Required action
Extract the complete data exactly as given.

Information provided
********

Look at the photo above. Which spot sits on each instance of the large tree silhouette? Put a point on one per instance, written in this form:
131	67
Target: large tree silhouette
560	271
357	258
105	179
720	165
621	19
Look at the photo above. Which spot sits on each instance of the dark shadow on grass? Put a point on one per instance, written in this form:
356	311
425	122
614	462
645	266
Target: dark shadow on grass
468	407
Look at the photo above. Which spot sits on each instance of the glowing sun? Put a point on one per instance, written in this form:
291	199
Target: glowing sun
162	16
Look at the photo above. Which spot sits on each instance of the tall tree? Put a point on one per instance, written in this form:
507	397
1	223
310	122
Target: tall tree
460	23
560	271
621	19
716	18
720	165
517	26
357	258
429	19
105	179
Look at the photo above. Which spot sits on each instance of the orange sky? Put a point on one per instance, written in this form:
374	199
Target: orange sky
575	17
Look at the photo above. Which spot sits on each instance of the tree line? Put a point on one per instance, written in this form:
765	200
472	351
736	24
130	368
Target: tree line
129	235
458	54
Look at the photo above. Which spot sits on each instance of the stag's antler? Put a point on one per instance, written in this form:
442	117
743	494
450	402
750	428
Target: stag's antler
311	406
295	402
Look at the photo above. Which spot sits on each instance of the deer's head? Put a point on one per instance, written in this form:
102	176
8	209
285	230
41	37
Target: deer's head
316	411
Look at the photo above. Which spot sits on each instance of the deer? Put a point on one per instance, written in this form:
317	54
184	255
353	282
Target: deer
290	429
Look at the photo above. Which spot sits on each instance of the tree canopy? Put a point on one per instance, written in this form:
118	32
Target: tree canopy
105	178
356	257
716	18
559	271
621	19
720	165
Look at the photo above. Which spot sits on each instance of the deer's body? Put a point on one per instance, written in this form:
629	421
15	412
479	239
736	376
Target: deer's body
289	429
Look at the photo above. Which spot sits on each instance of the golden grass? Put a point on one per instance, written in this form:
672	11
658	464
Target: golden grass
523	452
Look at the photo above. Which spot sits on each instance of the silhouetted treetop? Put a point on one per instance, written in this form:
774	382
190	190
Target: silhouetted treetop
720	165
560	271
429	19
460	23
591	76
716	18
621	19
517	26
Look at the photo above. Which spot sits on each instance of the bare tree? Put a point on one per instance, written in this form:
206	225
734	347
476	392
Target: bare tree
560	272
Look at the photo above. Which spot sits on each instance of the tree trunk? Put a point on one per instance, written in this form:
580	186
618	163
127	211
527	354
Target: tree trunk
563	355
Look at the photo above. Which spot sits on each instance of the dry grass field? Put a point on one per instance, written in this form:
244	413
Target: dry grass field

********

Exercise result
Look at the photo above. Which spot sits on each instance of the large tree silhouette? Put a point on one per instance, written in this form:
131	67
Target: large tree silhouette
560	271
357	258
105	179
720	165
621	19
Look at the photo above. Which spot sits on each instance of the dark shadow on grass? Put a point on one per instance, written in this form:
356	311
425	122
614	462
645	266
Target: dark shadow on grass
468	407
Look at the photo above. Which spot sits on each instance of the glowing sun? Put a point on one per instance, written in this form:
291	199
Target: glowing sun
162	16
Look at the photo above. Which spot sits on each instance of the tall tree? Put a point on one per instance, written in this form:
507	397
1	223
310	122
Target: tall tree
460	23
560	271
621	19
716	18
720	165
517	26
357	258
429	19
105	179
Look at the photo above. Which spot sits on each instance of the orange sky? Put a point on one per instance, written in this form:
374	199
Target: orange sky
575	17
Look at the photo above. Which spot sits on each instance of the tree line? Put a point on one per instance, written in this form:
765	200
472	351
736	24
130	368
Target: tree line
129	235
458	54
Look at the photo above. Which spot sits on each instance of the stag's antler? Put a point on one per instance, written in this form:
442	117
743	494
450	402
750	428
Target: stag's antler
311	406
295	402
Look at the photo above. Which spot sits on each instance of the deer's head? Put a point on one per instance, written in this form:
102	176
8	209
285	230
41	37
Target: deer's head
316	411
Look at the photo above. Which spot sits on each instance of the deer? Put a point on one per instance, written in this form:
317	54
184	255
353	282
Target: deer
290	429
Look at the photo above. Which spot sits on each instance of the tree canopy? Put a point on one per instance, written in this form:
118	32
Target: tree canopy
105	178
356	257
716	18
559	271
621	19
720	165
Look at the photo above. Which spot sits on each instance of the deer's body? Put a point on one per instance, written in this form:
629	421
15	412
479	239
736	376
Target: deer's body
289	429
Look at the photo above. Which spot sits on each instance of the golden grass? Put a point on one per instance, written in this form:
672	11
658	464
Target: golden grass
523	452
Look at the photo above. Which spot sits on each instance of the silhouetted treetop? Put a point on one per instance, written in this form:
774	382
190	190
Target: silhouetted treetop
720	165
560	271
429	19
460	23
591	76
716	18
621	19
517	26
Look at the photo above. Which spot sits on each instance of the bare tree? Put a point on one per instance, written in this form:
206	225
734	347
476	392
Target: bare tree
560	272
Look at the photo above. Which spot sits on each instance of the tree trunk? Put a point on one per instance, written in this form:
580	186
618	163
127	211
527	354
Target: tree trunk
563	355
Look at the photo above. Which spot sits on each instance of the dry grass field? Put a point on one per instance, written in this form:
244	413
Target: dry grass field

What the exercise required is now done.